- _What this task involves_
Please pull out and copy every line of the records below that contains the word "field".

- _Given data_
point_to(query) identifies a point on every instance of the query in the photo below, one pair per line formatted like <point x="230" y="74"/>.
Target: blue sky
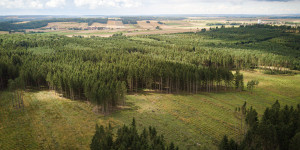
<point x="147" y="7"/>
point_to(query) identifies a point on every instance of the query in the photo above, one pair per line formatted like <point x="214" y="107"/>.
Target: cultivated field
<point x="195" y="121"/>
<point x="191" y="24"/>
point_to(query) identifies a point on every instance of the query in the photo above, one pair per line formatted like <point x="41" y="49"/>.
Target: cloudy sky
<point x="147" y="7"/>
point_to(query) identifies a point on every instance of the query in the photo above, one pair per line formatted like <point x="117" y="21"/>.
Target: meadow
<point x="187" y="85"/>
<point x="195" y="121"/>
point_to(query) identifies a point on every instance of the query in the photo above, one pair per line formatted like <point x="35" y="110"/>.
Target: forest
<point x="103" y="70"/>
<point x="279" y="128"/>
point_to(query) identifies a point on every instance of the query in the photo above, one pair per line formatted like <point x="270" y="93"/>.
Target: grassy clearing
<point x="192" y="121"/>
<point x="47" y="122"/>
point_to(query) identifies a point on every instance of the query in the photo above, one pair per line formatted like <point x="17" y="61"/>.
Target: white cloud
<point x="25" y="4"/>
<point x="56" y="3"/>
<point x="93" y="4"/>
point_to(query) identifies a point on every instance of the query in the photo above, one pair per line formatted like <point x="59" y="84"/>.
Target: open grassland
<point x="196" y="121"/>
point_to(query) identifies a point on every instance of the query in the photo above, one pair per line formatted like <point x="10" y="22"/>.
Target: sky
<point x="147" y="7"/>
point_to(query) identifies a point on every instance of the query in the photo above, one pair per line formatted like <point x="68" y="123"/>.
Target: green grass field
<point x="191" y="121"/>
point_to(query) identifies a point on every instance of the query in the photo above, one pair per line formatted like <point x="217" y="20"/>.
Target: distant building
<point x="258" y="21"/>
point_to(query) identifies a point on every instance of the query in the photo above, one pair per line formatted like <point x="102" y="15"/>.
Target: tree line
<point x="8" y="25"/>
<point x="127" y="137"/>
<point x="279" y="128"/>
<point x="103" y="70"/>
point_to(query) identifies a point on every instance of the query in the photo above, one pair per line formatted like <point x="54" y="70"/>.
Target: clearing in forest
<point x="195" y="121"/>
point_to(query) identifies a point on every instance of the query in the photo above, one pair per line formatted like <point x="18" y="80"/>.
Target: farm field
<point x="195" y="121"/>
<point x="190" y="24"/>
<point x="192" y="86"/>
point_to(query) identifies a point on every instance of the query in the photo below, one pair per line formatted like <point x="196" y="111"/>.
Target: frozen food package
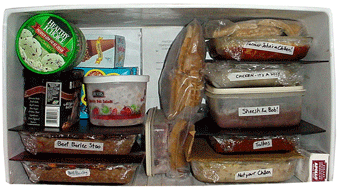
<point x="255" y="107"/>
<point x="231" y="74"/>
<point x="181" y="81"/>
<point x="209" y="166"/>
<point x="82" y="169"/>
<point x="254" y="28"/>
<point x="258" y="40"/>
<point x="77" y="144"/>
<point x="225" y="144"/>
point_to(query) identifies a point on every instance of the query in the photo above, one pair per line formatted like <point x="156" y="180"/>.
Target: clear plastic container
<point x="116" y="100"/>
<point x="255" y="107"/>
<point x="225" y="144"/>
<point x="63" y="168"/>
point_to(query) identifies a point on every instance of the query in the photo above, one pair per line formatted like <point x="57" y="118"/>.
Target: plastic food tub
<point x="116" y="100"/>
<point x="61" y="168"/>
<point x="47" y="43"/>
<point x="232" y="74"/>
<point x="245" y="144"/>
<point x="255" y="107"/>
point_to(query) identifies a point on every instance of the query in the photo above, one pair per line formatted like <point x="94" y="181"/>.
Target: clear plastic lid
<point x="260" y="90"/>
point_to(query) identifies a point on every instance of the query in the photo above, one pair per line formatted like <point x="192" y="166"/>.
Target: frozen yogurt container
<point x="116" y="100"/>
<point x="47" y="43"/>
<point x="255" y="107"/>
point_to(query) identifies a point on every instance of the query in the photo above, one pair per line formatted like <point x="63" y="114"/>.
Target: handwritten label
<point x="78" y="173"/>
<point x="271" y="47"/>
<point x="254" y="174"/>
<point x="262" y="144"/>
<point x="261" y="75"/>
<point x="258" y="111"/>
<point x="79" y="145"/>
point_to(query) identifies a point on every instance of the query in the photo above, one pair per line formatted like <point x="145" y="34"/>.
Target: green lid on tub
<point x="47" y="43"/>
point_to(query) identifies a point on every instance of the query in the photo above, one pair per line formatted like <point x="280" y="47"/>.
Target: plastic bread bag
<point x="230" y="74"/>
<point x="225" y="144"/>
<point x="66" y="143"/>
<point x="254" y="28"/>
<point x="257" y="40"/>
<point x="80" y="173"/>
<point x="181" y="81"/>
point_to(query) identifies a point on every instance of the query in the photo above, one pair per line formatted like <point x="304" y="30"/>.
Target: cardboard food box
<point x="314" y="166"/>
<point x="103" y="49"/>
<point x="101" y="72"/>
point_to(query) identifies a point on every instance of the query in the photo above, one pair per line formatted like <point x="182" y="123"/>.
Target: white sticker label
<point x="258" y="111"/>
<point x="271" y="47"/>
<point x="262" y="144"/>
<point x="78" y="173"/>
<point x="261" y="75"/>
<point x="254" y="174"/>
<point x="79" y="145"/>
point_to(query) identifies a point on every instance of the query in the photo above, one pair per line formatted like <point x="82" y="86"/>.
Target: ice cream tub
<point x="116" y="100"/>
<point x="47" y="44"/>
<point x="255" y="107"/>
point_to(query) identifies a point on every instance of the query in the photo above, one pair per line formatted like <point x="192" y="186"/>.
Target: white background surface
<point x="333" y="5"/>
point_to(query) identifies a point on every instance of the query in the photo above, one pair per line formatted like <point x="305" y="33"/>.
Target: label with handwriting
<point x="262" y="144"/>
<point x="260" y="75"/>
<point x="79" y="145"/>
<point x="268" y="172"/>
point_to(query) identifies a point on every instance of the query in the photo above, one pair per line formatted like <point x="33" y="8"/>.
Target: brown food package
<point x="209" y="166"/>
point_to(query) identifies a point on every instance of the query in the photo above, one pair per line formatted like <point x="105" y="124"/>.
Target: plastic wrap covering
<point x="80" y="173"/>
<point x="243" y="172"/>
<point x="229" y="74"/>
<point x="209" y="166"/>
<point x="254" y="28"/>
<point x="68" y="143"/>
<point x="257" y="40"/>
<point x="246" y="144"/>
<point x="255" y="107"/>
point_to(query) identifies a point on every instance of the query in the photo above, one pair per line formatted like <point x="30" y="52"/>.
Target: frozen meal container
<point x="47" y="43"/>
<point x="157" y="129"/>
<point x="255" y="107"/>
<point x="258" y="39"/>
<point x="209" y="166"/>
<point x="232" y="74"/>
<point x="77" y="144"/>
<point x="245" y="144"/>
<point x="116" y="100"/>
<point x="81" y="138"/>
<point x="82" y="169"/>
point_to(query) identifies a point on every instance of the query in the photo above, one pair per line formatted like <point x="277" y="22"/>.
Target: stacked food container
<point x="254" y="94"/>
<point x="59" y="147"/>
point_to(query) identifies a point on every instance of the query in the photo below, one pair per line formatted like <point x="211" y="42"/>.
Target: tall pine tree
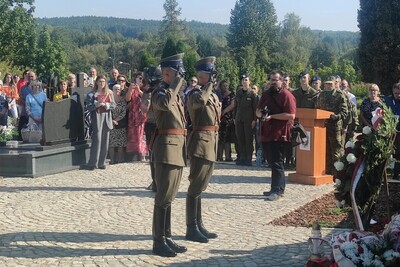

- _Correct answer_
Target: cultivated field
Target: green grass field
Target: farm field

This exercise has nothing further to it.